== EXERCISE DIRECTIONS ==
Can you retype only the lines from the one with "Every instance of the soccer ball" through the final line of the material, exactly as given?

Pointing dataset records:
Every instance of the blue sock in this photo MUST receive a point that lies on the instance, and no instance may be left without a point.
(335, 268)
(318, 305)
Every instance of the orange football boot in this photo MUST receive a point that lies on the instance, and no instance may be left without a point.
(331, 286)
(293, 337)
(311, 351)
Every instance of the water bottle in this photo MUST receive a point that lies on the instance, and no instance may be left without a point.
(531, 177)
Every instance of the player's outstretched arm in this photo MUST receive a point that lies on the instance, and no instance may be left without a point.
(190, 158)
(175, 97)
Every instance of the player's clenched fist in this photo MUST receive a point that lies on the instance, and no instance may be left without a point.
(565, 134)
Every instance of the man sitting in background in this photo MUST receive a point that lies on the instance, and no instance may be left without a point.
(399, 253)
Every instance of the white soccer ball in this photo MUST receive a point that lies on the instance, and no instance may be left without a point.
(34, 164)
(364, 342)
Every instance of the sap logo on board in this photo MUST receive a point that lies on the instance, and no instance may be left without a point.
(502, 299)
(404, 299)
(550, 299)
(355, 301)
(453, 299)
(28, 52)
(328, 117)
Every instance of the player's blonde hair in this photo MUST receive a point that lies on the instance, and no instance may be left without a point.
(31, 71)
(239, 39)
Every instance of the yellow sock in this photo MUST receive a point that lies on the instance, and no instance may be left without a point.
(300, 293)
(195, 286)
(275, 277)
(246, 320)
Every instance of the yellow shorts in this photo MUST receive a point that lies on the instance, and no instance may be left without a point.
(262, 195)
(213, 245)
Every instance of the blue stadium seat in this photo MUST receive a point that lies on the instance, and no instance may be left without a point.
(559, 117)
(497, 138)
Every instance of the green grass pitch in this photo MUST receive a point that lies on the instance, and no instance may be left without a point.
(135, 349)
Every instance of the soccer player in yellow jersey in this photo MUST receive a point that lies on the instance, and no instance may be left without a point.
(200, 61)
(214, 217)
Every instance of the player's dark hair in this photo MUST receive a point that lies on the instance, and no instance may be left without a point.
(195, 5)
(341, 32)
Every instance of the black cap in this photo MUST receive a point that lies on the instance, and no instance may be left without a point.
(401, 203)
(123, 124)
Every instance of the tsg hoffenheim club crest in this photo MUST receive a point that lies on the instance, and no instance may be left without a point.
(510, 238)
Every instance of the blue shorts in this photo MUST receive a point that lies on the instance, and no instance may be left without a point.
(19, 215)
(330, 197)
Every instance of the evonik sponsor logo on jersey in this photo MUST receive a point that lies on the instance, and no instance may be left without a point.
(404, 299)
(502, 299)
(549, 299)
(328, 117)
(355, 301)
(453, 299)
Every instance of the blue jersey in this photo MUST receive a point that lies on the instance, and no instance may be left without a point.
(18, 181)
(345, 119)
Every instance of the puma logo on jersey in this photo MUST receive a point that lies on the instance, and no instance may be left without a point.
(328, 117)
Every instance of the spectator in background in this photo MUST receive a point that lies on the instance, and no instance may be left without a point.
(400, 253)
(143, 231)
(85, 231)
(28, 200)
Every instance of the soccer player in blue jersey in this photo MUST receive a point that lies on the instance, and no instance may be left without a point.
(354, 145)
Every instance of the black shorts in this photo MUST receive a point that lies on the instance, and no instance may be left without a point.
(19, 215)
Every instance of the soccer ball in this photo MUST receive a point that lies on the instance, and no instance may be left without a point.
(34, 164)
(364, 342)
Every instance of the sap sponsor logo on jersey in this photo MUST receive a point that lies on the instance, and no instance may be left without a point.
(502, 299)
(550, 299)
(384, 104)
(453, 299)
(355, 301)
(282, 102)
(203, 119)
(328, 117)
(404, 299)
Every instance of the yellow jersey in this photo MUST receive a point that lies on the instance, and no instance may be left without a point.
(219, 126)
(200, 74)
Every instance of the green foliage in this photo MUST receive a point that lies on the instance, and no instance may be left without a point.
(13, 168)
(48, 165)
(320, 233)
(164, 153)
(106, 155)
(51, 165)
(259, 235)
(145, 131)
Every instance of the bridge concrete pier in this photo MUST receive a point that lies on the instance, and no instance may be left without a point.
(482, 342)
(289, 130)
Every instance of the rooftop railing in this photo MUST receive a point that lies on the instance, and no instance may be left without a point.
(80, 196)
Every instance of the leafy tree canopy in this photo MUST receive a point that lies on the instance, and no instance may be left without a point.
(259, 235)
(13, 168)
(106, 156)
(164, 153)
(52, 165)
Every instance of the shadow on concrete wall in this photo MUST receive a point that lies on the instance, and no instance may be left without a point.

== THE OUTPUT ==
Every instance of the soccer ball in this photo MUST receive a point that lies on the instance, and no instance may be left without a point.
(34, 164)
(364, 342)
Every instance of the sap sponsor logo on jersey in this photo MUST receive a point that lies on the instance, and no instance may be left without a point.
(502, 299)
(550, 299)
(384, 104)
(453, 299)
(355, 301)
(282, 102)
(203, 119)
(328, 117)
(404, 299)
Every instance of the yellow jersey in this photo MUST receive a point that lies on the instance, and no instance may be left without a point.
(219, 126)
(200, 74)
Every instance of the green foliage in this photo MUST receive a point that lies on the instance, and no instance may be left without a point.
(13, 168)
(48, 165)
(320, 233)
(164, 153)
(106, 155)
(51, 165)
(259, 235)
(145, 131)
Every instance of the bridge concrete pier in this photo MUST receive a point that lies on the instance, and no instance may be left without a point.
(482, 342)
(289, 130)
Every instance of the rooftop railing in this photo MUST receive a point that lies on the instance, and no instance may be left without a point.
(80, 196)
Every instance of the leafy tree canopy in this photo MUST receive a point that lies on the instance, and no instance may be left without a point.
(259, 235)
(13, 168)
(106, 156)
(164, 153)
(52, 165)
Every instance of the shadow on concrete wall in this photo MUST receive a point that lies on the instance, and no instance may be left without a point.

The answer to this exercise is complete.